(Stored items)
________________
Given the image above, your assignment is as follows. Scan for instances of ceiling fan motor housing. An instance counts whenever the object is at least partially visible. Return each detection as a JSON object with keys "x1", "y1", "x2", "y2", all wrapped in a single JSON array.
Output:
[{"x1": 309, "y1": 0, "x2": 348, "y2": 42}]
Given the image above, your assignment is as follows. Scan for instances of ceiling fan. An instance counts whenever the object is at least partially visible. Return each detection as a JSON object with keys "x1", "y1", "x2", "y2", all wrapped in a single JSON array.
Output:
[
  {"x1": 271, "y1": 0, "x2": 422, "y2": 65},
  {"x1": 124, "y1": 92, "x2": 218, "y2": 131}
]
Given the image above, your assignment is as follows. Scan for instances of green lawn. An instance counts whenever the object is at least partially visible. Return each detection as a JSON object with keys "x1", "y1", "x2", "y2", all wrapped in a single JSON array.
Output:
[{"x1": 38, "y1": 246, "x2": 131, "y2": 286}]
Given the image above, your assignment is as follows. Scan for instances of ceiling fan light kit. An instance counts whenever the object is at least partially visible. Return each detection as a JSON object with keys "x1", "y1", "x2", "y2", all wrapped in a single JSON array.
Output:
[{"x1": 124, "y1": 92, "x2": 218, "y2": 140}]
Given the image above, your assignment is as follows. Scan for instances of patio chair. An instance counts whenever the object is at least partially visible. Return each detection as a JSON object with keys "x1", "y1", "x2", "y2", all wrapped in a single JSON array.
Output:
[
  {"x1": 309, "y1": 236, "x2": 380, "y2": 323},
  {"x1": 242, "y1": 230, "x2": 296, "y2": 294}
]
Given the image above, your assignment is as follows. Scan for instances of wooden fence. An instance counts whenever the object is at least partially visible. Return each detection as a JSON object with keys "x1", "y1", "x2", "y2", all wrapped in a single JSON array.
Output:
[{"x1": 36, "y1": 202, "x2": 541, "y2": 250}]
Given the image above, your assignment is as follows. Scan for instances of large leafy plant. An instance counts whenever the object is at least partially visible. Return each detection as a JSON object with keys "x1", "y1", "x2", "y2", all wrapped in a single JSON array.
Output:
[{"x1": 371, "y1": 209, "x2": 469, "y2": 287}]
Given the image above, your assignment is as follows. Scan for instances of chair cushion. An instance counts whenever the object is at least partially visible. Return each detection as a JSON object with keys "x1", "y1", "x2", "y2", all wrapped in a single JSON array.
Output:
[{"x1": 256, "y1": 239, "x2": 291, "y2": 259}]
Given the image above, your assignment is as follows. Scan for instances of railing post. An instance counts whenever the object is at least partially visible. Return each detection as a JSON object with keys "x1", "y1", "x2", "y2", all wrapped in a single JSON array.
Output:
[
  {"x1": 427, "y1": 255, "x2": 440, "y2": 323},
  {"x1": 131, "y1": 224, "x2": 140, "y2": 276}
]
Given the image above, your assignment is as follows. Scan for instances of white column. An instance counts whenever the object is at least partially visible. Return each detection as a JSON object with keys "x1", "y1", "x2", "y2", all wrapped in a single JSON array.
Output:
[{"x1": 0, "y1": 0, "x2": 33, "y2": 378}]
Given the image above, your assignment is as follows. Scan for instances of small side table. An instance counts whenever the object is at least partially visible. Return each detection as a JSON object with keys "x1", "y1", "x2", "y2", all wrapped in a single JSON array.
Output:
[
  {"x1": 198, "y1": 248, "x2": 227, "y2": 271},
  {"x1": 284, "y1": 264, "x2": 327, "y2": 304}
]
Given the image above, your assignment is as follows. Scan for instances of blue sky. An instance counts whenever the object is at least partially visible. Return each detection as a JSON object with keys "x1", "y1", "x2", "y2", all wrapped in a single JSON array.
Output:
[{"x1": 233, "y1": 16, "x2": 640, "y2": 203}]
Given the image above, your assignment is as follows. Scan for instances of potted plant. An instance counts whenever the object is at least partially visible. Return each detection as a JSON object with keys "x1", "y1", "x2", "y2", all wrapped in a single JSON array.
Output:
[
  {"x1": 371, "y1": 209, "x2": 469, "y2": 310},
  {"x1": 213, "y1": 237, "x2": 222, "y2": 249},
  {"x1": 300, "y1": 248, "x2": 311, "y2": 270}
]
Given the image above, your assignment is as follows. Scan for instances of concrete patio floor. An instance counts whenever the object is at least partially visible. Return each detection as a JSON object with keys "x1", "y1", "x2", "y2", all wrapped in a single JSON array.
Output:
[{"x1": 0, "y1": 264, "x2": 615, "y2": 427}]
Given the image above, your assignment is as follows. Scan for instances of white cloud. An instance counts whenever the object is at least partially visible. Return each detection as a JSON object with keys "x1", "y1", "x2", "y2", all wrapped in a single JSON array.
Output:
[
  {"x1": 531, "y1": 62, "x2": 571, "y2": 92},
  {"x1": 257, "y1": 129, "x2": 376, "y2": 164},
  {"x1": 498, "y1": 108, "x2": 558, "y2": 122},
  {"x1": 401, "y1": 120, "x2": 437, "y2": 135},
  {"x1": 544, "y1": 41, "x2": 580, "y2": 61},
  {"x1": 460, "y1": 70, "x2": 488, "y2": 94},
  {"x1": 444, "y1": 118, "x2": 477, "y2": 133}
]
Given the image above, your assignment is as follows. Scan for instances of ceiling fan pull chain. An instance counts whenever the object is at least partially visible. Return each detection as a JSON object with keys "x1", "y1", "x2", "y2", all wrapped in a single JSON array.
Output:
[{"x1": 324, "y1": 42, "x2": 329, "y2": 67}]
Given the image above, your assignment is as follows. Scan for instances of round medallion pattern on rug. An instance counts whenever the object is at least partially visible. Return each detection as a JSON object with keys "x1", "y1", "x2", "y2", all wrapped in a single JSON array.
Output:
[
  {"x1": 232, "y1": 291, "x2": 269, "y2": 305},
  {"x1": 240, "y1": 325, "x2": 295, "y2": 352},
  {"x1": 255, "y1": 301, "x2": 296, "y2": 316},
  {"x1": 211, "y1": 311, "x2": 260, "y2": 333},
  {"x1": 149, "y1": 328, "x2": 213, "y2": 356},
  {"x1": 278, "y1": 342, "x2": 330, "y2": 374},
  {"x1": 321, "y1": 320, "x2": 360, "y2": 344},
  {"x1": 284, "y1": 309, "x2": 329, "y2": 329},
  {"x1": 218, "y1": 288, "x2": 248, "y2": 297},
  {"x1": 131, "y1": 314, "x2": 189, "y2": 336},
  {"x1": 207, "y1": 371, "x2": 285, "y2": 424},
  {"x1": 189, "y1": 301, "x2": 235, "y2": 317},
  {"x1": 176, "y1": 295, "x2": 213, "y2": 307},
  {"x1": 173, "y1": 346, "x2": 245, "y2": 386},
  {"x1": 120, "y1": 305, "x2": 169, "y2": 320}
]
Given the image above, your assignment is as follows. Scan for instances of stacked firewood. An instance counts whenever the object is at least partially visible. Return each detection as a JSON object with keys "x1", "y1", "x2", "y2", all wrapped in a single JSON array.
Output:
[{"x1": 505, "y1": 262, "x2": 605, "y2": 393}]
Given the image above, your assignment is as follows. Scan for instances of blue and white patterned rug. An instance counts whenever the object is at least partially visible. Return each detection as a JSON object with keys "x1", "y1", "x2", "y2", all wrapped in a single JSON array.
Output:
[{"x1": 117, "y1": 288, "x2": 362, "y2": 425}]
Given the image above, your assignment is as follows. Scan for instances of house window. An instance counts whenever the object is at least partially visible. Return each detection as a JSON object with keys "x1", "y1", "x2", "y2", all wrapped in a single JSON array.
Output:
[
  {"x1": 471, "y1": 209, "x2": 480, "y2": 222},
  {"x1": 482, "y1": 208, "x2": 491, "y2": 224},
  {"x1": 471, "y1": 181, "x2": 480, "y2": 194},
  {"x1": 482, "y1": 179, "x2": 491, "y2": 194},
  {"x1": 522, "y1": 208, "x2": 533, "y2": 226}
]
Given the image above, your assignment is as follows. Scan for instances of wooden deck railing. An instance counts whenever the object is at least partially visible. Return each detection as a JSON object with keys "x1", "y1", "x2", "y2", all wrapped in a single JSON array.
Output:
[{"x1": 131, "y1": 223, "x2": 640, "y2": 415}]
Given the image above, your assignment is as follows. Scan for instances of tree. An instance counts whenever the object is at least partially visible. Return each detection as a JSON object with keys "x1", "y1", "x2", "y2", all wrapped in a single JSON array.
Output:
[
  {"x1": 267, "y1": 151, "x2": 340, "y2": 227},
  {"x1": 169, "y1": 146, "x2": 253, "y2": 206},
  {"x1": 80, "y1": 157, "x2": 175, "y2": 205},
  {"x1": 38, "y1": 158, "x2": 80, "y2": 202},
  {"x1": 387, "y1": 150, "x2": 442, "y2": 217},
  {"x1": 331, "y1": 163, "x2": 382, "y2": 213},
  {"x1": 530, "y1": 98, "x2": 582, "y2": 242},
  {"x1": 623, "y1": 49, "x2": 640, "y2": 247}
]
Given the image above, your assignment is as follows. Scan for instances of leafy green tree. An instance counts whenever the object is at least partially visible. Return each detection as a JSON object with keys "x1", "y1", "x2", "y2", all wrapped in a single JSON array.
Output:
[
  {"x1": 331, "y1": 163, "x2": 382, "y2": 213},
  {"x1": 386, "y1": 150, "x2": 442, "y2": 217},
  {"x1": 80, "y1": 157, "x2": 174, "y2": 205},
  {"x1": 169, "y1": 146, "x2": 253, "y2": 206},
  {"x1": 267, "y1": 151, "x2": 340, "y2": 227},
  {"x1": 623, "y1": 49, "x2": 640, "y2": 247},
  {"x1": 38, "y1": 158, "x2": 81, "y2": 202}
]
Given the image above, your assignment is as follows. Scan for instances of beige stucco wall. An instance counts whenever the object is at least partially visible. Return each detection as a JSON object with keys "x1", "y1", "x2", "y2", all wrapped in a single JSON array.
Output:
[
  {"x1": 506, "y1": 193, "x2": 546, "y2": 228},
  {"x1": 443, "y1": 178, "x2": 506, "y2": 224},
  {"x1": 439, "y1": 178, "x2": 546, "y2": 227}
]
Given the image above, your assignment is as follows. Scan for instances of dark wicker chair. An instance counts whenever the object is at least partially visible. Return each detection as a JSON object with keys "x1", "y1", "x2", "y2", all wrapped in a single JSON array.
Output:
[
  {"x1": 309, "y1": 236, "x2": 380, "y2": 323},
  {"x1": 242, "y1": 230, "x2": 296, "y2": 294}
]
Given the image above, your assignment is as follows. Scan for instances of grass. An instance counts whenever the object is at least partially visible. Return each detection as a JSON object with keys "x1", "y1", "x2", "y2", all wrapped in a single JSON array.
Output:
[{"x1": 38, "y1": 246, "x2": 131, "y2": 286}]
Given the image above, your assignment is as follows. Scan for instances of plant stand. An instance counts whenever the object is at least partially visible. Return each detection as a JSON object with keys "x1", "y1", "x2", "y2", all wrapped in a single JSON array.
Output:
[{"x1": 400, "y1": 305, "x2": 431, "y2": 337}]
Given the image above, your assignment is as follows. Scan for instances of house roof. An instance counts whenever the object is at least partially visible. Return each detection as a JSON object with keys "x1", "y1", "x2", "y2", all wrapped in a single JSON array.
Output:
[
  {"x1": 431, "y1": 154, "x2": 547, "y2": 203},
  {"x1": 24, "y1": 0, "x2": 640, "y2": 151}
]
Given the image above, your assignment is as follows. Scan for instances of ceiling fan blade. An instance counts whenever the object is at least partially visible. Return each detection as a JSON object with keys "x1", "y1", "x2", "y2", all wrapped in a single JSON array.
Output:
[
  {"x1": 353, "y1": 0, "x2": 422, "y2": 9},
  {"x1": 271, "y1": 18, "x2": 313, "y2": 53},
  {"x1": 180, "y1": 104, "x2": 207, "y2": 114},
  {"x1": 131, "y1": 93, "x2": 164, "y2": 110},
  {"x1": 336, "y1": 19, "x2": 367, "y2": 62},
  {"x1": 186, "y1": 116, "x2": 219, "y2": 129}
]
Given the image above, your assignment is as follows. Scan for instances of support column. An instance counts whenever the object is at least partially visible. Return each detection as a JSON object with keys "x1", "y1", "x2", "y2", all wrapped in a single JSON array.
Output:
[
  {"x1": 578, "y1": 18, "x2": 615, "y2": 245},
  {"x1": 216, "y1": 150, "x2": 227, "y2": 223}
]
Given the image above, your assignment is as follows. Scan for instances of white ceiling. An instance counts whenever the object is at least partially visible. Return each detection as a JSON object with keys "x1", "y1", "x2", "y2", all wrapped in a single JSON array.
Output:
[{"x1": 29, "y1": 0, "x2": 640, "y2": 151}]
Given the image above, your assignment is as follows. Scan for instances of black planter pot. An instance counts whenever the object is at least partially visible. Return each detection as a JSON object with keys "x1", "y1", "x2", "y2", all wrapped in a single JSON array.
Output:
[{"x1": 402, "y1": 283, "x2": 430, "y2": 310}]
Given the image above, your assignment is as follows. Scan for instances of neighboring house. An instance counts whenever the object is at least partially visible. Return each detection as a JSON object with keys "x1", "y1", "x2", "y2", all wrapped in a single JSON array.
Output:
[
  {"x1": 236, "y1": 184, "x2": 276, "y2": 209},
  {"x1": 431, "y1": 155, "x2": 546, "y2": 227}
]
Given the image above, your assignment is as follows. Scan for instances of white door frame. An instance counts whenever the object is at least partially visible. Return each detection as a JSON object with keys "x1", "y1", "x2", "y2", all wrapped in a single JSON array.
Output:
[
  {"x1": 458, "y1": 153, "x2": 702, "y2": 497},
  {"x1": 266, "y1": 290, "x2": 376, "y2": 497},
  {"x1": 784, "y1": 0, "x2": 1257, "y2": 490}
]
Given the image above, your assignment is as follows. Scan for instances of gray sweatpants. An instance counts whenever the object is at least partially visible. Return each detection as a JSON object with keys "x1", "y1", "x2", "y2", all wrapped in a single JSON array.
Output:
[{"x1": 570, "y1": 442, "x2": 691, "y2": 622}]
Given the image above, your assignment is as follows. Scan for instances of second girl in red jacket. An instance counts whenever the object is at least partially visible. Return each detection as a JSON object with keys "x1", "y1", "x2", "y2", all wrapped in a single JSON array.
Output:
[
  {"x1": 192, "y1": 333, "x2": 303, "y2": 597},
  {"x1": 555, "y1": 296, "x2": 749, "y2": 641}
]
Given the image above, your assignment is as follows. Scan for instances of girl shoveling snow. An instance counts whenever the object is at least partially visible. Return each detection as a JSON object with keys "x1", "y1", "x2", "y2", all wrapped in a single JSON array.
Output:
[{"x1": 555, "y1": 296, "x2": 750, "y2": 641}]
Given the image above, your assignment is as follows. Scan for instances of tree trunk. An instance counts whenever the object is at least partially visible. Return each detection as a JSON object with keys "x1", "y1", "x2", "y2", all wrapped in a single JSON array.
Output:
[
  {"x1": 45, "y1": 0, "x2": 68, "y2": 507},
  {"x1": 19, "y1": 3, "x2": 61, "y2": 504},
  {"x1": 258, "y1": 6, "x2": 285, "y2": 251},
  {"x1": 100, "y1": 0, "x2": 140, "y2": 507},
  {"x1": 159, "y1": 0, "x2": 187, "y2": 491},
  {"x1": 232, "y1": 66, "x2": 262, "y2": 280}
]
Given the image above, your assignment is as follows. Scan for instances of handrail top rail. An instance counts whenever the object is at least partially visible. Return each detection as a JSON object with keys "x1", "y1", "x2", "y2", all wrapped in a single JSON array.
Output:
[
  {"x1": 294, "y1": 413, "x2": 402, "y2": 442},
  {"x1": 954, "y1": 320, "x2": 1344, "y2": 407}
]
________________
Work to do
Please tally the lines in the rows above that contain the string "small" and give only that number.

Result of the exercise
1